== Dataset records ==
** BEGIN **

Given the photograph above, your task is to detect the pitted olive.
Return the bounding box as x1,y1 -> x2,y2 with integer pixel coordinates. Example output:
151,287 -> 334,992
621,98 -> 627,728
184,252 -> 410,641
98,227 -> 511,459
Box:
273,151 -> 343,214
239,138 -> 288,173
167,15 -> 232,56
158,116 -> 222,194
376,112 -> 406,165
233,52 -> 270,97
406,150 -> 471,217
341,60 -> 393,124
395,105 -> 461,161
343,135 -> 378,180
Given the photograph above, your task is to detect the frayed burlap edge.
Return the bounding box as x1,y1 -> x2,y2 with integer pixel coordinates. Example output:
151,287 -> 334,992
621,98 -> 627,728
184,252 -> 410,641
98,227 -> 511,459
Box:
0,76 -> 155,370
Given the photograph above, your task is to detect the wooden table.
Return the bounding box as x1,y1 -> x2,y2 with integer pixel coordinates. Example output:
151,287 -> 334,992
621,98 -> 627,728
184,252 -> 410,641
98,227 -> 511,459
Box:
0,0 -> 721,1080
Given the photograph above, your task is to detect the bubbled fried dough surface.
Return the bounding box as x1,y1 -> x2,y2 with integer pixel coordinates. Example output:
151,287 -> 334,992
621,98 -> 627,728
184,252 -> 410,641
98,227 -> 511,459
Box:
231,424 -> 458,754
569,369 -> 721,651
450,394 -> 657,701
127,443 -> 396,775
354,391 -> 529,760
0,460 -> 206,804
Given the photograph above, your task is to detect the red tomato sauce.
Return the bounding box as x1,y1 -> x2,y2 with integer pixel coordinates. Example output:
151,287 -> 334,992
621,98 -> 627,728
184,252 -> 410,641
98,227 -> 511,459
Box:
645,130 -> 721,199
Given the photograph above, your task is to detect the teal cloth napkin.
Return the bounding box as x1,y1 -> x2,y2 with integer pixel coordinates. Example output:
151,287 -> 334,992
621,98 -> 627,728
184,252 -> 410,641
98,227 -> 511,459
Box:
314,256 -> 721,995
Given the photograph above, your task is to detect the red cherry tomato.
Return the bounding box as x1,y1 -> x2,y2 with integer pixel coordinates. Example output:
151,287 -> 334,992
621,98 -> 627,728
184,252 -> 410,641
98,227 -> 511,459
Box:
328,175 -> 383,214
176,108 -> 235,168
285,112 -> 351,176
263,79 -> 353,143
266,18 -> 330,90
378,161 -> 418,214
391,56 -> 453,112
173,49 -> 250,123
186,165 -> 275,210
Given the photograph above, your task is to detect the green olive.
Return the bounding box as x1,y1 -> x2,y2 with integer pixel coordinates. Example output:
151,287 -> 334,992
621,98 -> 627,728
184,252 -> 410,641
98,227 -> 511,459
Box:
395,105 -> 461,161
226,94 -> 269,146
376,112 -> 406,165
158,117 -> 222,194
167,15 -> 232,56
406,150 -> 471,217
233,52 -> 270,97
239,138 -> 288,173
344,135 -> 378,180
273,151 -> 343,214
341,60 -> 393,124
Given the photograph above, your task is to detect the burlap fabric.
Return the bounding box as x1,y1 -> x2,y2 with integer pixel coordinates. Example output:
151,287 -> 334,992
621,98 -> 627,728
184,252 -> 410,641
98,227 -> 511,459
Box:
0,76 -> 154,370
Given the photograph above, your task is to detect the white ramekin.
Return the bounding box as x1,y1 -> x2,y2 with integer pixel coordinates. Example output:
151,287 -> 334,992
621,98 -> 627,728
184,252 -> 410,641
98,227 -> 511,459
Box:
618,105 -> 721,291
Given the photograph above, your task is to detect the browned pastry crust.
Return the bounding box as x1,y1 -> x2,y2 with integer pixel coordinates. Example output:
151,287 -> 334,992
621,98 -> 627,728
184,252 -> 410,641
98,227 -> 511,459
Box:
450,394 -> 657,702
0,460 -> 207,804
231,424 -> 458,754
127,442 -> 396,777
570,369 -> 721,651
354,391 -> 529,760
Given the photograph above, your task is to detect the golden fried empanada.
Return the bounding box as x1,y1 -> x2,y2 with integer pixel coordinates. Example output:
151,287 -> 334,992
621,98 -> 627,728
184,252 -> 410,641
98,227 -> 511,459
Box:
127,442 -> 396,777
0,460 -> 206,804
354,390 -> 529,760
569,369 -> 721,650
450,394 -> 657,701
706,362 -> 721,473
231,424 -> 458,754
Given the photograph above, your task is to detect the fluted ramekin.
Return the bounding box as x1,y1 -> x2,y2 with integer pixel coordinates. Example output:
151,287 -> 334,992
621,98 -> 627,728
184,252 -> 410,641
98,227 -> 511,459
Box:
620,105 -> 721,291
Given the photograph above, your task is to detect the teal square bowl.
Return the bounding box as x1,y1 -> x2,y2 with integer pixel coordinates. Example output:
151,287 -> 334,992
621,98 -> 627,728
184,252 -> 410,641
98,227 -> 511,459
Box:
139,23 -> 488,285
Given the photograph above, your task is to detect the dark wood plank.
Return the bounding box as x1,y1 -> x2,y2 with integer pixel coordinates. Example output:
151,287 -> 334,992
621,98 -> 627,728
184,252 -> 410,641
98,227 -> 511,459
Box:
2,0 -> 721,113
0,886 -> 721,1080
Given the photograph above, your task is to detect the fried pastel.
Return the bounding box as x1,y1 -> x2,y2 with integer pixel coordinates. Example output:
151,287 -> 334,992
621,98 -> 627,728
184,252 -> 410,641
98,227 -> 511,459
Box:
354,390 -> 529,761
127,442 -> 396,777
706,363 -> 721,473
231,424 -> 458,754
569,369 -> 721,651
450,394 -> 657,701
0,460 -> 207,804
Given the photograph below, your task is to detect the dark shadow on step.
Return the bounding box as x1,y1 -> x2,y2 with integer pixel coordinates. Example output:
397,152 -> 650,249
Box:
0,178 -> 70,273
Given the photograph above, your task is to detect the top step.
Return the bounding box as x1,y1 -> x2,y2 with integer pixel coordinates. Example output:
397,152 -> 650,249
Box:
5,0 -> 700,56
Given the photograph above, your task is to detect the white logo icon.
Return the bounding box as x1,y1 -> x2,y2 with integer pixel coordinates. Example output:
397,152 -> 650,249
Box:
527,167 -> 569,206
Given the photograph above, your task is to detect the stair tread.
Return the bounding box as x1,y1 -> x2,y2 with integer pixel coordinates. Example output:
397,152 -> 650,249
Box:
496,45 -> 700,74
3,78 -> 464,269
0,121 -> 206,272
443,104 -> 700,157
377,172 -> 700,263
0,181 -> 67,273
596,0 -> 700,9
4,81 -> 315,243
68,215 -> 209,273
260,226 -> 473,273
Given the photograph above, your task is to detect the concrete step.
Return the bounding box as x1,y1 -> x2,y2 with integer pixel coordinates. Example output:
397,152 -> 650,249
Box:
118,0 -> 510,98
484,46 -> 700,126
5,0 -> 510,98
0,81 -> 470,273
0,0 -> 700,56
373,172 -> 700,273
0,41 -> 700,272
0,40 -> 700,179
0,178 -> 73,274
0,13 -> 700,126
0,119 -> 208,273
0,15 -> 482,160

** END **

== What needs to be done ==
Please reproduce all of the records above word for word, from the first line to the last.

== The completed task ==
Given the photograph above, your task is to detect the pitted olive.
Return the bounding box as x1,y1 -> x2,y2 with integer pixel coordinates. Example output:
151,287 -> 334,992
621,98 -> 627,728
184,252 -> 410,641
98,227 -> 511,459
Box:
273,151 -> 343,214
239,138 -> 288,173
167,15 -> 232,56
158,116 -> 222,194
376,112 -> 406,165
233,52 -> 270,97
406,150 -> 471,217
341,60 -> 393,124
395,105 -> 461,161
343,135 -> 378,180
Given the photograph above, your task is to detect the frayed burlap edge.
Return the bounding box as x1,y1 -> x2,y2 with integer pixel coordinates. Example output:
151,287 -> 334,992
621,98 -> 627,728
184,252 -> 410,641
98,227 -> 511,459
Box:
0,76 -> 155,370
Given the photograph above, your task is to detect the wooden table.
Return the bounding box as x1,y1 -> x2,y2 with integer pixel coordinates. Example output:
151,287 -> 334,992
621,98 -> 627,728
184,252 -> 410,641
98,227 -> 511,459
Box:
0,0 -> 721,1080
Given the photograph above, your task is to detect the bubbled fried dough surface.
Return the bounding box as x1,y1 -> x2,y2 with integer pixel coordinates. Example output:
151,287 -> 334,992
621,98 -> 627,728
184,252 -> 410,641
98,227 -> 511,459
Box:
231,424 -> 458,754
569,369 -> 721,651
450,394 -> 657,701
127,443 -> 396,775
354,391 -> 529,760
0,460 -> 206,804
Given the photograph above, your task is to detect the red tomato sauce.
Return the bounding box as x1,y1 -> x2,y2 with integer pixel coordinates. Example output:
151,287 -> 334,992
621,98 -> 627,728
184,252 -> 410,641
98,227 -> 511,459
Box:
645,130 -> 721,199
Given the photograph above, your task is to detect the teal cloth napkin.
Return the bounding box as x1,y1 -> x2,y2 with integer pixel coordinates. Example output:
151,287 -> 334,992
621,98 -> 627,728
184,252 -> 410,641
98,227 -> 511,459
Box:
314,256 -> 721,995
Given the photograph above, your task is to detect the red cherry tomato.
Return the bounding box as x1,y1 -> x2,y2 with integer pixel coordinates. Example output:
151,287 -> 334,992
621,98 -> 627,728
184,252 -> 410,641
98,227 -> 511,459
Box:
328,175 -> 383,214
176,108 -> 235,168
285,112 -> 351,176
263,79 -> 353,143
266,18 -> 330,90
378,161 -> 418,214
391,56 -> 453,112
173,49 -> 250,123
186,165 -> 275,210
Given the photograph above, your task is to detect the green olive.
Return the bounding box as x1,y1 -> x2,y2 with integer pixel coordinates. Example output:
151,287 -> 334,992
621,98 -> 627,728
184,252 -> 410,641
98,227 -> 511,459
Box:
395,105 -> 461,161
226,94 -> 269,146
376,112 -> 406,165
158,117 -> 222,194
167,15 -> 232,56
406,150 -> 471,217
233,52 -> 270,97
239,138 -> 288,173
344,135 -> 378,180
273,151 -> 343,214
341,60 -> 393,124
Given the photograph above, your task is to detect the burlap fabric.
Return the bounding box as x1,y1 -> x2,y2 with integer pixel coordinates. Example output:
151,287 -> 334,992
621,98 -> 627,728
184,252 -> 410,641
98,227 -> 511,459
Box:
0,76 -> 154,370
Given the photograph above, your task is to detect the white ramekin.
Return the bounding box as x1,y1 -> x2,y2 with integer pixel coordinates. Example output:
151,287 -> 334,992
621,98 -> 627,728
184,252 -> 410,641
98,227 -> 511,459
Box:
618,105 -> 721,291
Given the photograph above, your task is to detect the browned pastry crust.
Return the bounding box as x1,y1 -> x2,y2 with integer pixel coordinates. Example output:
151,287 -> 334,992
621,98 -> 627,728
184,252 -> 410,641
98,227 -> 511,459
Box:
450,394 -> 657,702
0,460 -> 207,804
231,424 -> 458,754
127,442 -> 396,777
570,369 -> 721,651
354,391 -> 529,760
Given the photograph above, your task is to detect the golden fried empanada.
Return the bounding box as x1,y1 -> x2,y2 with integer pixel coordinates. Example output:
151,287 -> 334,992
621,98 -> 627,728
184,252 -> 410,641
98,227 -> 511,459
Box:
127,442 -> 396,777
0,460 -> 206,804
354,390 -> 529,760
569,369 -> 721,650
450,394 -> 657,701
706,362 -> 721,473
231,424 -> 458,754
Given the photograph above, your task is to detect the fluted ramekin.
Return the bounding box as x1,y1 -> x2,y2 with integer pixel coordinates. Example output:
151,287 -> 334,992
621,98 -> 627,728
184,252 -> 410,641
98,227 -> 511,459
Box:
620,105 -> 721,291
Given the photograph above, your task is to detect the teal square bowl.
Return the bounding box as x1,y1 -> x2,y2 with integer pixel coordinates. Example output:
151,287 -> 334,992
621,98 -> 627,728
184,252 -> 410,641
98,227 -> 511,459
Box:
139,23 -> 488,285
Given the photograph above, your task is to detect the dark wood plank.
Return the bounding box as x1,y1 -> x2,y2 with integer pixel coordinates. Example output:
151,287 -> 334,992
621,98 -> 627,728
184,252 -> 410,641
98,227 -> 511,459
Box:
2,0 -> 721,113
0,886 -> 721,1080
Given the photograph above, your task is to detect the fried pastel.
Return the bounding box as x1,y1 -> x2,y2 with integer pixel coordinates. Example output:
151,287 -> 334,992
621,98 -> 627,728
184,252 -> 410,641
98,227 -> 511,459
Box:
354,390 -> 529,761
127,442 -> 396,777
706,363 -> 721,473
231,424 -> 458,754
569,369 -> 721,651
450,394 -> 657,701
0,460 -> 207,804
Given the photograph below, your task is to detect the dark shadow on step.
Return the bounding box as x1,y1 -> x2,y2 with integer pixel coordinates. Example output:
397,152 -> 650,249
Box:
0,178 -> 70,273
Given the photograph above, your task is to detect the top step.
Return the bounding box as x1,y1 -> x2,y2 with integer pixel coordinates. Example output:
397,152 -> 650,249
Box:
5,0 -> 700,56
Given the photograph above, your task is to detect the white logo icon.
Return the bounding box as x1,y1 -> x2,y2 with integer pixel coordinates. Example output:
397,152 -> 650,249
Box:
527,167 -> 569,206
Given the photograph above, your task is to detect the stair tread.
Return the bounding box as x1,y1 -> x2,y2 with integer pixel coordinates. Example output:
397,152 -> 650,249
Box:
496,45 -> 700,74
3,78 -> 464,269
0,121 -> 206,272
443,104 -> 700,157
377,172 -> 700,263
0,181 -> 67,273
596,0 -> 700,9
4,81 -> 315,243
68,215 -> 209,273
260,226 -> 473,273
Given the photograph above, your task is to detect the concrete step.
Return the bounding box as x1,y1 -> x2,y2 with integer pixel coordinates. Example output:
397,152 -> 650,249
Box:
118,0 -> 510,98
484,46 -> 700,126
5,0 -> 510,98
0,81 -> 470,273
0,0 -> 700,56
373,172 -> 700,273
0,41 -> 700,272
0,40 -> 700,179
0,178 -> 73,274
0,13 -> 700,126
0,119 -> 208,273
0,15 -> 482,160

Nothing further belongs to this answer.